Caused by: java.lang.NullPointerException: Attempt to invoke interface method 'int java.util.List.size()' on a null object reference at edu.stanford.nlp.util.HashIndex.size(HashIndex.java:94) at edu.stanford.nlp.ie.crf.CRFClassifier.getCliqueTree(CRFClassifier.java:1499) at edu.stanford.nlp.ie.crf.CRFClassifier.getSequenceModel(CRFClassifier.java:1190) at edu.stanford.nlp.ie.crf.CRFClassifier.getSequenceModel(CRFClassifier.java:1186) at edu.stanford.nlp.ie.crf.CRFClassifier.classifyMaxEnt(CRFClassifier.java:1218) at edu.stanford.nlp.ie.crf.CRFClassifier.classify(CRFClassifier.java:1128) at edu.stanford.nlp.ie.AbstractSequenceClassifier.classifySentence(AbstractSequenceClassifier.java:299) at edu.stanford.nlp.ie.ClassifierCombiner.classify(ClassifierCombiner.java:476) at edu.stanford.nlp.ie.NERClassifierCombiner.classifyWithGlobalInformation(NERClassifierCombiner.java:269) at edu.stanford.nlp.ie.AbstractSequenceClassifier.classifySentenceWithGlobalInformation(AbstractSequenceClassifier.java:343) at edu.stanford.nlp.pipeline.NERCombinerAnnotator.doOneSentence(NERCombinerAnnotator.java:368) at edu.stanford.nlp.pipeline.SentenceAnnotator.annotate(SentenceAnnotator.java:102) at edu.stanford.nlp.pipeline.NERCombinerAnnotator.annotate(NERCombinerAnnotator.java:310) at edu.stanford.nlp.pipeline.AnnotationPipeline.annotate(AnnotationPipeline.java:76) at edu.stanford.nlp.pipeline.StanfordCoreNLP.annotate(StanfordCoreNLP.java:637) at edu.stanford.nlp.pipeline.StanfordCoreNLP.annotate(StanfordCoreNLP.java:629)

The code I use (Kotlin):

val props = Properties() props.setProperty("annotators", "tokenize,ssplit,pos,lemma,ner") pipeline = StanfordCoreNLP(props)val document = CoreDocument("Joe Smith is from Seattle.") pipeline.annotate(document)

The error is very similar to the one described in this issue https://github.com/stanfordnlp/CoreNLP/issues/861 where the author tried to use the parser annotator. Debugging

I debugged the stack trace and found that the error is caused by this line (on classIndex.size()) in CRFClassifier:1480 https://github.com/stanfordnlp/CoreNLP/blob/eb43d5d9150de97f8061fa06b838f1d021586789/src/edu/stanford/nlp/ie/crf/CRFClassifier.java#L1480 :

return CRFCliqueTree.getCalibratedCliqueTree(data, labelIndices, classIndex.size(), classIndex, flags.backgroundSymbol, getCliquePotentialFunctionForTest(), featureVal);

Meaning classIndex is null and must have not been initialized properly.

===============

[Challenge] Print the stretch of the CoreNLP error post from "I debugged the" through "been initialized properly.", copied word for word.

[Source material]
===============

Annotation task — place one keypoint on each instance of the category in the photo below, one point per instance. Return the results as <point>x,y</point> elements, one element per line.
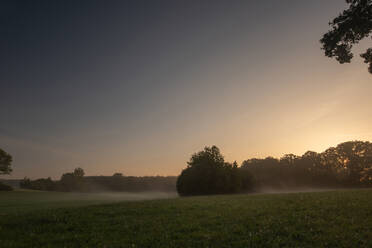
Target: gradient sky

===============

[Full output]
I debugged the stack trace and found that the error is caused by this line (on classIndex.size()) in CRFClassifier:1480 https://github.com/stanfordnlp/CoreNLP/blob/eb43d5d9150de97f8061fa06b838f1d021586789/src/edu/stanford/nlp/ie/crf/CRFClassifier.java#L1480 :

return CRFCliqueTree.getCalibratedCliqueTree(data, labelIndices, classIndex.size(), classIndex, flags.backgroundSymbol, getCliquePotentialFunctionForTest(), featureVal);

Meaning classIndex is null and must have not been initialized properly.